> [Source document]
** Begin **

# Need Advice on SQL Server vs CCNA



## highoctanerock

I'm currently a student working on some IT certifications. Right now I have my A+ and Network+. My question to anyone that can shed some light for me is:

(1) Some people tell me having my CCNA (Cisco) is a good route to take. 
(2) Some say having knowledge in either SQL Server or Windows Server 2008 is good

I realize it all depends on what you want to do, but I guess I'm at the point where I'm trying to decide what path I want to take, seeing as I have very little IT BACKGROUND. I thought Cisco would be a good path because I thought I might like configuring routers but then someone told me that maintaining SQL Servers is in good demand where I'm at. I'm confused!

Can anyone PLEASE shed some light on these two paths for me!


----------



## tlarkin

They are two completely different things.  Do you want to be a network admin and build/maintain network infrastructure, or do you want to program databases and database driven applications?


----------



## highoctanerock

tlarkin said:


> They are two completely different things.  Do you want to be a network admin and build/maintain network infrastructure, or do you want to program databases and database driven applications?



Well, I know that I don't want to do Programming. Building and maintaining a network infrastructure does sound more appealing to me.


----------



## tlarkin

Database work is coding, with some server maintenance, you will mainly be a developer.  Cisco stuff is more about maintaining switches, routers, controllers, APs, Firewalls, Network services (DNS, DHCP) etc.

Though to be honest I think Cicso is sort of losing their market and there are other up and coming companies that are eating their way through Cisco's market share.  Companies like Aruba and Juniper, which also make a very solid product.

I still recommend going through all the Cisco training though.


----------



## highoctanerock

tlarkin said:


> Database work is coding, with some server maintenance, you will mainly be a developer.  Cisco stuff is more about maintaining switches, routers, controllers, APs, Firewalls, Network services (DNS, DHCP) etc.
> 
> Though to be honest I think Cicso is sort of losing their market and there are other up and coming companies that are eating their way through Cisco's market share.  Companies like Aruba and Juniper, which also make a very solid product.
> 
> I still recommend going through all the Cisco training though.



Well, I don't think I want to work with code and be a developer but I thought there were other aspects of SQL that I could work with (like server maintenance as you mentioned)? I mean SQL Server 2008 is about monitoring and maintaining rather than developing - isn't it?


----------



## tlarkin

Most server maintenance will be done by a Systems Administrator (Server admin maybe), but database work is generally only done in databases.  It is good to know the basics for sure because lots of products are database driven.


----------



## highoctanerock

tlarkin said:


> Most server maintenance will be done by a Systems Administrator (Server admin maybe), but database work is generally only done in databases.  It is good to know the basics for sure because lots of products are database driven.



A Systems Administrator would have knowledge of Windows Server 2008, SQL Server 2008 & possibly Exchange without diving too much into developing databases (am I right on this)?


----------



## tlarkin

highoctanerock said:


> A Systems Administrator would have knowledge of Windows Server 2008, SQL Server 2008 & possibly Exchange without diving too much into developing databases (am I right on this)?



Yes, and probably some background in Unix/Linux as well as some minor scripting languages.  Plus knowledge of networks, and client OSes.


----------



## highoctanerock

tlarkin said:


> Yes, and probably some background in Unix/Linux as well as some minor scripting languages.  Plus knowledge of networks, and client OSes.

** End **

> [Items]
** Begin **

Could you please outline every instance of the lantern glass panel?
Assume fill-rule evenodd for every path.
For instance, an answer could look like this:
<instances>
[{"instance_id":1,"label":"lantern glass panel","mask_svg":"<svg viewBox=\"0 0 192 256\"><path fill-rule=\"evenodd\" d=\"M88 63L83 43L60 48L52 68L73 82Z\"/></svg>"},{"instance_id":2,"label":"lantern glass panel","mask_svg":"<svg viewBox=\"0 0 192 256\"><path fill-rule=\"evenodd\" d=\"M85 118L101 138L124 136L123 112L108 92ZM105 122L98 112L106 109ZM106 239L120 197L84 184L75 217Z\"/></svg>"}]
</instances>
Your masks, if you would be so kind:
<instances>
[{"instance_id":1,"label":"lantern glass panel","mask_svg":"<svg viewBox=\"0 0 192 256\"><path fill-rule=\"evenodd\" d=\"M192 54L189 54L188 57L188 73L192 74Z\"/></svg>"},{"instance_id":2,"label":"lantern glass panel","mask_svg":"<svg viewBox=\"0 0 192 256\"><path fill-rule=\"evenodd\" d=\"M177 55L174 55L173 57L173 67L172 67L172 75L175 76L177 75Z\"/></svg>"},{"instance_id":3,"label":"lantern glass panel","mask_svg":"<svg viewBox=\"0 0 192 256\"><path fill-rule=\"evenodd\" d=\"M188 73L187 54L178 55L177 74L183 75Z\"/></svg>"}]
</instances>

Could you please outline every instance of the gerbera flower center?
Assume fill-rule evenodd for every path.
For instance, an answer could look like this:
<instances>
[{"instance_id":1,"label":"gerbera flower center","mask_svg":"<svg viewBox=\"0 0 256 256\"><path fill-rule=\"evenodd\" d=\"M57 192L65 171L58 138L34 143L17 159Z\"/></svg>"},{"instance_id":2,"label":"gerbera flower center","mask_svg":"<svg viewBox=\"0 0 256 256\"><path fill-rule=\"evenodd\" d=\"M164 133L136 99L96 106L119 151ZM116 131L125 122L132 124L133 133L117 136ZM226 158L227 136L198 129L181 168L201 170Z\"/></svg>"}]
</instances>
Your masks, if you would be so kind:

** End **
** Begin **

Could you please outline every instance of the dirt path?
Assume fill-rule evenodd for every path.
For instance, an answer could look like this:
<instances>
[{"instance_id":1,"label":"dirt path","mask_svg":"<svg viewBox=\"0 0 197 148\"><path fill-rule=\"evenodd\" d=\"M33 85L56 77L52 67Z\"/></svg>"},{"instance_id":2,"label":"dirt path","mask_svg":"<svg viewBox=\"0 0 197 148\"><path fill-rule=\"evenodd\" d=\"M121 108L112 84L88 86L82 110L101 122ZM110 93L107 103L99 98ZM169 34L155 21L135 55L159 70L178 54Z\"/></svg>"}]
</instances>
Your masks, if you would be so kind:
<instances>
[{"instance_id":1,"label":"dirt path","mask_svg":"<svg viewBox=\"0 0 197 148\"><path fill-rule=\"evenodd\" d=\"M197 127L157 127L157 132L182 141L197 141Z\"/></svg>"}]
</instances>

** End **

> [Work to do]
1. Answer these questions about the certification thread:
(a) Which two certifications does highoctanerock already hold?
(b) Which two companies does tlarkin name as taking market share from Cisco?
(c) Which network services does tlarkin list in parentheses?
2. Show every line of the records that contains the string "dirt".
The thread and the records are unrelated to one another.

> [Exercise responses]
1.
(a) A+ and Network+.
(b) Aruba and Juniper.
(c) DNS and DHCP.

2.
Could you please outline every instance of the dirt path?
[{"instance_id":1,"label":"dirt path","mask_svg":"<svg viewBox=\"0 0 197 148\"><path fill-rule=\"evenodd\" d=\"M33 85L56 77L52 67Z\"/></svg>"},{"instance_id":2,"label":"dirt path","mask_svg":"<svg viewBox=\"0 0 197 148\"><path fill-rule=\"evenodd\" d=\"M121 108L112 84L88 86L82 110L101 122ZM110 93L107 103L99 98ZM169 34L155 21L135 55L159 70L178 54Z\"/></svg>"}]
[{"instance_id":1,"label":"dirt path","mask_svg":"<svg viewBox=\"0 0 197 148\"><path fill-rule=\"evenodd\" d=\"M197 127L157 127L157 132L182 141L197 141Z\"/></svg>"}]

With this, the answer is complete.